• [Exercises to complete]:
1) In the eye-tracking passage, what was the mean fixation count during the AI phase of the webcam-based study when dermatologists disagreed with the classifier?
2) Decide whether each statement agrees with the eye-tracking passage. Answer yes or no for each and quote the words from the passage that settle it.
(a) In the XAI phase of the webcam-based study, the mean fixation count for agreements was 9.8.
(b) When the AI/XAI prediction was wrong, the AI and XAI phases differed significantly.
(c) Outliers were removed using the Interquartile Range.
3) Go on with the eye-tracking passage, starting after its final sentence.

To better understand these differences, we further analyzed the results for the webcam-based study and the device-based study. In the AI phase of the webcam-based study, the mean fixation count was 8.2 (95% CI 7.5–8.9) when there was agreement and 13.4 (95% CI 11.3–15.7) when there was disagreement (P < 0.001, two-sided t-test, n_agreed = 302 cases, n_disagreed = 51 cases). In the XAI phase, the mean fixation count increased to 9.8 (95% CI 8.8–10.8) for agreements and 17.1 (95% CI 13.9–20.6) for disagreements (P < 0.001, two-sided t-test, n_agreed = 303 cases, n_disagreed = 50 cases).

The device-based study showed similar trends. During the AI phase, the mean fixation count was 19.4 (95% CI 18.6, 20.3) for agreements and 24.9 (95% CI 23.0–26.8) for disagreements (P < 0.001). In the XAI phase, these values were 22.6 (95% CI 21.8–23.4) for agreements and 28.7 (95% CI 26.4–31.4) for disagreements (P < 0.001, two-sided t-test, n_agreed = 355 cases, n_disagreed = 45 cases). Distributions of the fixation data can be found in Supplementary Fig. 2.

We also analyzed cases where the AI/XAI prediction was wrong but found no significant difference between the AI and XAI phases (Supplementary Fig. 3).

In summary, disagreements between dermatologists and classifier predictions significantly increased the number of ocular fixations in both AI and XAI phases across different study setups.

Ocular fixations are correlated with dermatologists’ experience levels

To assess the relationship between dermatologist experience levels and their ocular fixations in the AI and XAI phases, we performed a correlation analysis between the mean fixation count of each dermatologist and their experience in dermatology. Since we used mean fixation counts per dermatologist, outlier removal using the Interquartile Range (IQR) was conducted to ensure that the means accurately reflected their typical behavior. Dermatologists’ experience levels were collected via the following experience brackets: less than 1 year, 1 to 3 years, 5 to 10 years, and over 10 years. Our analysis revealed a negative correlation of −0.44 (Spearman Correlation Coefficient; P = 0.002, n = 46 dermatologists) in the AI phase and −0.31 in the XAI phase (Spearman Correlation Coefficient; P = 0.04, n = 46 dermatologists) (Fig. 3b).

To explore these findings in more detail, we conducted separate analyses for the webcam-based study and the device-based study. In the webcam-based study, we found no significant correlations (r = −0.40, P = 0.06 with AI; r = 0.37, P = 0.07 with XAI, Spearman Correlation Coefficient; n = 23 dermatologists) between dermatologist experience and the number of fixations, while the device-based study showed a negative correlation of −0.78 (Spearman Correlation Coefficient; P < 0.001, n = 23 dermatologists) with AI and −0.61 (Spearman Correlation Coefficient; P = 0.002, n = 23 dermatologists) with XAI. For completeness, we have also provided the results obtained without the exclusion of outliers in Supplementary Table 2.

• [Data extracts]:
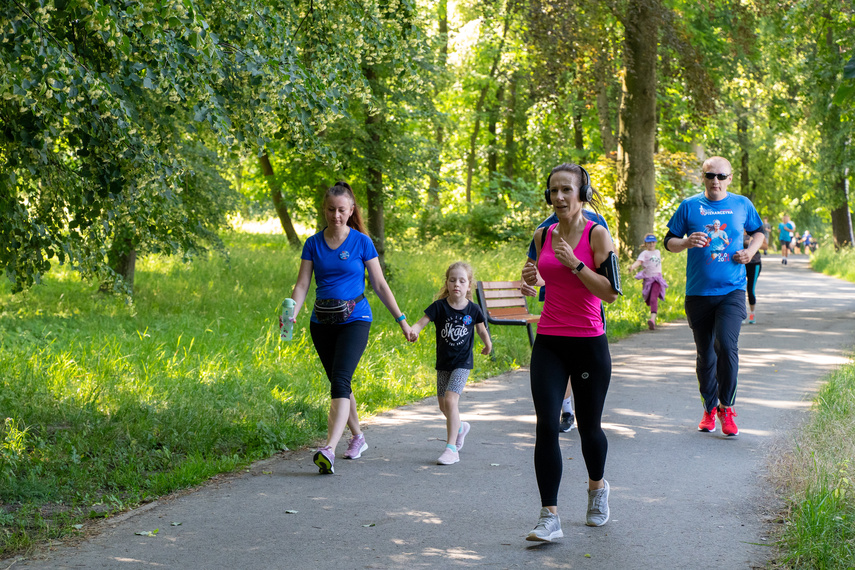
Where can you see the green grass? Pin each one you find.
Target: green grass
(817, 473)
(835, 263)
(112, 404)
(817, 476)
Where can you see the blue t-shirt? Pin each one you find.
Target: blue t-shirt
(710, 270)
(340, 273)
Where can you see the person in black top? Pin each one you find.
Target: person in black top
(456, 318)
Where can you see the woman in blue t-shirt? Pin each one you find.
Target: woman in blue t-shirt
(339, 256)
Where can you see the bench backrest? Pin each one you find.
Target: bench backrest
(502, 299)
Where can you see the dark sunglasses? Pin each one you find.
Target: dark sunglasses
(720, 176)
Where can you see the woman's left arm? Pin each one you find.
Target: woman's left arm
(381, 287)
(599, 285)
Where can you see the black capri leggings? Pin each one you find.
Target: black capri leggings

• [Responses to the tasks]:
1) 13.4 (95% CI 11.3–15.7).

2)
(a) Yes: "the mean fixation count increased to 9.8 (95% CI 8.8–10.8) for agreements"
(b) No: "found no significant difference between the AI and XAI phases"
(c) Yes: "outlier removal using the Interquartile Range (IQR) was conducted"

3)
Thus, dermatologist experience was negatively correlated with ocular fixations during the AI phase and also during the XAI phase, with stronger correlations observed in the device-based study compared to the webcam-based study.

Diagnostic disagreement between different dermatologists correlates with ocular fixations

To obtain insights into the relationship between diagnostic difficulty of the image and visual attention patterns, we assessed the change in the number of fixations as the difficulty of the lesion increased. To estimate diagnostic difficulty, we assigned a difficulty score to each image based on the amount of disagreement between the dermatologists. For this we calculated the entropy, which is a measure of impurity or randomness in a set of labels. Higher entropy indicated greater disagreement among dermatologists, and thus a higher difficulty score. Our findings revealed a correlation of 0.14 (Spearman Correlation Coefficient; P < 0.001, n = 753 images) between the number of fixations and diagnostic difficulty in the AI phase. However, no correlation was observed during the XAI phase (r = 0.01, P = 0.76, n = 753 images) (Fig. 3c).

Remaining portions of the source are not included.